- WHAT TO DO
Extract the data below word for word, starting at the line that contains "Please place a point on every instance of the book" and continuing through the end of the data, with both ends included.

[Records contained in a dataset]

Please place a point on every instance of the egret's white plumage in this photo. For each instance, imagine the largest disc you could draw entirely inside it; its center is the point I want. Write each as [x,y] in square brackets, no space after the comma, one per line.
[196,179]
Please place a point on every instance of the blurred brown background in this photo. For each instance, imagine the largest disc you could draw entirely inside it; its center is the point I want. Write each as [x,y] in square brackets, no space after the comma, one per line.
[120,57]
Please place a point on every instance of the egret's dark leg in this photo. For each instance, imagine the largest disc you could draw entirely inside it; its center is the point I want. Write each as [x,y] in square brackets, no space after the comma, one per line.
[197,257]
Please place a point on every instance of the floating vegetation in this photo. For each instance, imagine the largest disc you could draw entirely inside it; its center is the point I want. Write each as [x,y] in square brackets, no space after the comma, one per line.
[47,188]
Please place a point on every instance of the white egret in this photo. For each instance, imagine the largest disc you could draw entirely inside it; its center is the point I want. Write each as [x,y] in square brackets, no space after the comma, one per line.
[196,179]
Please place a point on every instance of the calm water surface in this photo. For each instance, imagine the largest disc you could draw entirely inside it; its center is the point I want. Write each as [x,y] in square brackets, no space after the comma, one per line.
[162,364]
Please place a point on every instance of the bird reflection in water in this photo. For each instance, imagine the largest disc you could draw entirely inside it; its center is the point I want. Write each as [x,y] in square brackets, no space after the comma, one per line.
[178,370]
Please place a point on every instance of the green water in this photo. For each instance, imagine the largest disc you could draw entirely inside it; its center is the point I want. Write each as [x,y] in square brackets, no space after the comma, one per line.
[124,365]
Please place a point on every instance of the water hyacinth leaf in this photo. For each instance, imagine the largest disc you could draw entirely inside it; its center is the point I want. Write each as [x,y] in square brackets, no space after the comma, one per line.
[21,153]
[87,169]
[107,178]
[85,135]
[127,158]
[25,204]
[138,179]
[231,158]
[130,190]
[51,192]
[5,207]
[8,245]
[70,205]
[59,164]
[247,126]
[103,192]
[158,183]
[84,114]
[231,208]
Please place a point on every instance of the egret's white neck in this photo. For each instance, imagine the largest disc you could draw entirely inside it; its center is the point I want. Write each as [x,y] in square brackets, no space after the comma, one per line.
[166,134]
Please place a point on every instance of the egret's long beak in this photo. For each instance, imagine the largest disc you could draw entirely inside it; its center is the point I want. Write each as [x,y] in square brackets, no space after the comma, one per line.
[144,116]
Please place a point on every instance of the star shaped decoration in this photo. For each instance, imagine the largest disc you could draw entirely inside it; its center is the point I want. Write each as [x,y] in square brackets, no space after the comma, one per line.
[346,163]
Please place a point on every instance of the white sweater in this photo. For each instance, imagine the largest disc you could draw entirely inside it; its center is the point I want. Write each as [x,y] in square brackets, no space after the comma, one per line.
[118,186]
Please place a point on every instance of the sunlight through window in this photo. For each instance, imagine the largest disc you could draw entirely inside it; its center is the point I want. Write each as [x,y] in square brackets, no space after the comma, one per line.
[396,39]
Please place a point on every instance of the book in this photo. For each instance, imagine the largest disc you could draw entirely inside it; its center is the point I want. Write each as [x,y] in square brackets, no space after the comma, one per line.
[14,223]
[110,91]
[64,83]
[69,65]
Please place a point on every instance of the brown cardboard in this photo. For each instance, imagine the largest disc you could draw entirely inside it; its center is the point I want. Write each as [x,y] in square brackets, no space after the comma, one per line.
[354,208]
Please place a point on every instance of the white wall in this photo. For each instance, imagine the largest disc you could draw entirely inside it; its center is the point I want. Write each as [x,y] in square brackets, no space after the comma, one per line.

- OUTPUT FOR THIS TASK
Please place a point on every instance of the book in this photo. For each instance, imagine the largest disc you could draw entirely inside it; its center is the point I want. Write each as [x,y] in square brackets, no space after the comma, one per line.
[14,223]
[110,91]
[64,83]
[69,65]
Please place a point on every instance of the brown cardboard in this photo. For each instance, imagine the largest disc you could draw entirely inside it; its center is the point I want. Write each as [x,y] in square brackets, no space after the comma, one per line.
[354,208]
Please place a point on every instance of the white wall in this photo. For each instance, imagine the largest disc you could draw entirely inside it; its center is the point I want. Write each as [x,y] in square brackets, no space after the comma, one per line.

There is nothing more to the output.